## START Data for this task
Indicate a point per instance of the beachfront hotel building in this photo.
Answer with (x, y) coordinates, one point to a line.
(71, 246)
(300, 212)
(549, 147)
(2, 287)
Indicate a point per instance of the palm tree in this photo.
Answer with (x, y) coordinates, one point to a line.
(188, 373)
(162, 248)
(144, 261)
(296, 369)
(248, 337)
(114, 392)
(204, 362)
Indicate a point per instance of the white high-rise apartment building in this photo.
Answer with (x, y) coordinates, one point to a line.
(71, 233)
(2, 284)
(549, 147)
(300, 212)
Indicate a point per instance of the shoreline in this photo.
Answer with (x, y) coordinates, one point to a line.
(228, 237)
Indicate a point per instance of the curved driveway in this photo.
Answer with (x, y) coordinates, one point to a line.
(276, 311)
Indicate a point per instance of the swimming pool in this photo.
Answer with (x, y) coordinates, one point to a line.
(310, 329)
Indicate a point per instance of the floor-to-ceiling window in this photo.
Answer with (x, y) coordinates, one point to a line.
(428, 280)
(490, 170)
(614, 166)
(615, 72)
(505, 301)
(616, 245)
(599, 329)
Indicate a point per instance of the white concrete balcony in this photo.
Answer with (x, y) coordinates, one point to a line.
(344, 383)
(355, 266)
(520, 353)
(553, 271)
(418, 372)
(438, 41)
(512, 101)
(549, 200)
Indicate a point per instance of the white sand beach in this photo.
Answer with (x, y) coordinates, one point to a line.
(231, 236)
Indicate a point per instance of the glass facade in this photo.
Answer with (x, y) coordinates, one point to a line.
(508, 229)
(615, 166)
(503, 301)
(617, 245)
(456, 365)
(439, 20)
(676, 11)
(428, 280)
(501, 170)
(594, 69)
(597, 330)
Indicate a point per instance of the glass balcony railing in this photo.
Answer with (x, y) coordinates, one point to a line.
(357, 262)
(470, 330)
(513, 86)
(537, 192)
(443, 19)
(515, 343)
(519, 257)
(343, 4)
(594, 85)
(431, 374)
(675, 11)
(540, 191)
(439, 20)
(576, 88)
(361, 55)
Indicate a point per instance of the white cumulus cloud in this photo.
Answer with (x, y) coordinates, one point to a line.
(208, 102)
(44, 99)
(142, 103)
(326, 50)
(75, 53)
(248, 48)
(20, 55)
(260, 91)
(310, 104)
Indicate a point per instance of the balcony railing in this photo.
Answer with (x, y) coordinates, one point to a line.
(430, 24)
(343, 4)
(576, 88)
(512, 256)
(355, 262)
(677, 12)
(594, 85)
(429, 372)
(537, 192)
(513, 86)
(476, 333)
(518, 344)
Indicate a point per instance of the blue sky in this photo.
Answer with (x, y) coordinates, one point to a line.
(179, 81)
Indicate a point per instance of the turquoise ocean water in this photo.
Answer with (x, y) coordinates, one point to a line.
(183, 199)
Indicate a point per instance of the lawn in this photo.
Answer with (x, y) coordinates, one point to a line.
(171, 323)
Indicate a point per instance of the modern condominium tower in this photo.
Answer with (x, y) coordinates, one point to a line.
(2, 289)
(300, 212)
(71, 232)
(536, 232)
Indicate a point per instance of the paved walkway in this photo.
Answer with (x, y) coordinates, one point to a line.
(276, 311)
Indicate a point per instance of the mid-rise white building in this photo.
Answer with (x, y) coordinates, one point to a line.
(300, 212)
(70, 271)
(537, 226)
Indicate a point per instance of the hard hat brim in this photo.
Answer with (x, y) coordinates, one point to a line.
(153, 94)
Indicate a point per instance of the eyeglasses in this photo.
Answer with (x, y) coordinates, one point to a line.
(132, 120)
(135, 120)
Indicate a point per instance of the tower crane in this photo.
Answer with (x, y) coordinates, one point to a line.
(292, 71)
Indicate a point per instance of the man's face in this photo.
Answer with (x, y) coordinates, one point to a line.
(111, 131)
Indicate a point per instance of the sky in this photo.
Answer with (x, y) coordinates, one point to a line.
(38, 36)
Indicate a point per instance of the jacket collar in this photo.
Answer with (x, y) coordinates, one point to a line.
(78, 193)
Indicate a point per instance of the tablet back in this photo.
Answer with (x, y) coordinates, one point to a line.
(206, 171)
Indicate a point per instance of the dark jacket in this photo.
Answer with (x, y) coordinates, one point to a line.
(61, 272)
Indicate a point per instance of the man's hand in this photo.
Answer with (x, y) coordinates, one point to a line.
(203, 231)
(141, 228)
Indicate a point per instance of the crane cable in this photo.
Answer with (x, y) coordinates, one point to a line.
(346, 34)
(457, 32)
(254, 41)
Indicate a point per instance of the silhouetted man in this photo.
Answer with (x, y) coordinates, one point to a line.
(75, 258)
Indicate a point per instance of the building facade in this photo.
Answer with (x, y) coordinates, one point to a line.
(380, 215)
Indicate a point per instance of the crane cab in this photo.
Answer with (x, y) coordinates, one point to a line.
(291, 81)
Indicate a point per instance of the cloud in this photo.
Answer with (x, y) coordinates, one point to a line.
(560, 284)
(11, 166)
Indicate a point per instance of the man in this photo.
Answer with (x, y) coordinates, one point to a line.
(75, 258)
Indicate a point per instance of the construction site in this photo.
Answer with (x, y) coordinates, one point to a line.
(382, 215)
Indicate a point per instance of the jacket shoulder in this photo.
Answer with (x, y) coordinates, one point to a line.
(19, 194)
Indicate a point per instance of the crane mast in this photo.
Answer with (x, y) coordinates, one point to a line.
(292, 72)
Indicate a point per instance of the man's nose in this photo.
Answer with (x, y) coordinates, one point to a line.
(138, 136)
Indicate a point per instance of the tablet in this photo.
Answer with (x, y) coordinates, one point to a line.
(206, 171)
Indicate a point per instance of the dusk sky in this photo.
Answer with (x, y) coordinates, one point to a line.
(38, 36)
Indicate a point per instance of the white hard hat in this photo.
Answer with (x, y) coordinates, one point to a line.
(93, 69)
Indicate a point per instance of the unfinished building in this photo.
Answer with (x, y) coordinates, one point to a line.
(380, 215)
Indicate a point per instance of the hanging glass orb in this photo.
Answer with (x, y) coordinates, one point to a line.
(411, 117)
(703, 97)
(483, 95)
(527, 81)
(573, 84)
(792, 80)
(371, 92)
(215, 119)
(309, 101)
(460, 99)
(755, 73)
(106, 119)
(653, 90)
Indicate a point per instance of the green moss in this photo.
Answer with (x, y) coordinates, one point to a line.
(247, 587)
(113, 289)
## END Data for this task
Requirement: Quote, word for word, the rows from the line containing "Indicate a point per instance of the dusk" through the last line of the rows, including both of those lines.

Task answer:
Indicate a point per instance of the dusk sky in this photo.
Answer with (x, y) coordinates, one point to a line.
(38, 36)
Indicate a point per instance of the white hard hat in this photo.
Answer with (x, y) coordinates, one point to a line.
(93, 69)
Indicate a point per instance of the unfinished building in this photo.
Answer with (x, y) coordinates, one point to a line.
(380, 215)
Indicate a point per instance of the hanging glass orb in this photo.
Answer with (x, y) coordinates, one point to a line.
(411, 117)
(703, 97)
(483, 95)
(527, 81)
(573, 84)
(792, 80)
(371, 92)
(215, 119)
(309, 101)
(460, 99)
(755, 73)
(106, 119)
(653, 90)
Indicate a point per instance of the green moss in this photo.
Answer with (x, y) coordinates, one point to a line.
(247, 587)
(113, 289)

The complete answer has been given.